- Problem to solve: Collect every line in the rows below that contains the string "jeans".

- Information provided:
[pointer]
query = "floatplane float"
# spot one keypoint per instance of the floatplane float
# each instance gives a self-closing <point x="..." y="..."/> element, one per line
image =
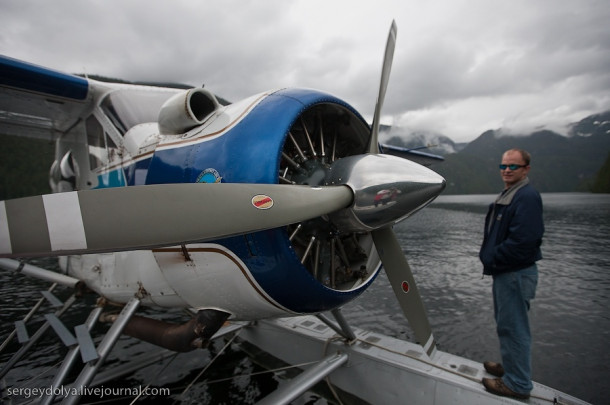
<point x="264" y="214"/>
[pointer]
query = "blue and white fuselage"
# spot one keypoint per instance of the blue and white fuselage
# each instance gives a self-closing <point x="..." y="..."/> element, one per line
<point x="250" y="276"/>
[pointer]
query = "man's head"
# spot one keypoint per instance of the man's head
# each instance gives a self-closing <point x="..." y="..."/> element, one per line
<point x="514" y="167"/>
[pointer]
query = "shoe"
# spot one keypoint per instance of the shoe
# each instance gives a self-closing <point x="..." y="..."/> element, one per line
<point x="496" y="386"/>
<point x="494" y="368"/>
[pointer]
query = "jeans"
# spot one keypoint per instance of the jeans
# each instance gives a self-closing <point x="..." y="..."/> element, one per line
<point x="512" y="293"/>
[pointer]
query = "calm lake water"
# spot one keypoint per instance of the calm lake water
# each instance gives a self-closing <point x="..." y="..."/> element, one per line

- Response to this task:
query = "jeans"
# spot one keypoint per instance of the jeans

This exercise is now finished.